Stored data
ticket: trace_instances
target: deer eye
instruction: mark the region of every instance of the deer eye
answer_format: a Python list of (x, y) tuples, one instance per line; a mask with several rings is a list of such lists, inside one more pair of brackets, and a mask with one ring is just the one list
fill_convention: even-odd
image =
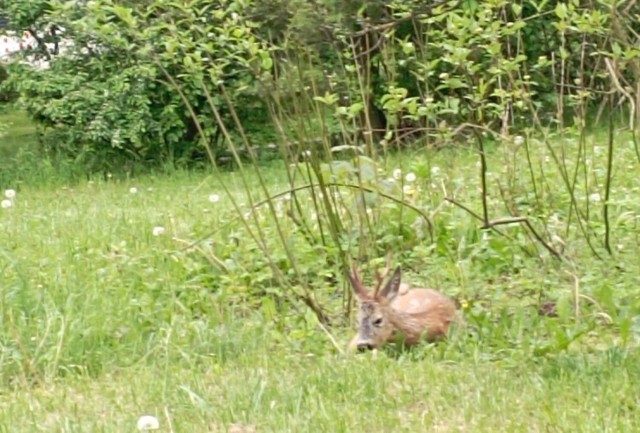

- [Task] Report each line of the data in which "deer" occurs.

- [Your response]
target: deer eye
instruction: mark the region of every instance of the deer eye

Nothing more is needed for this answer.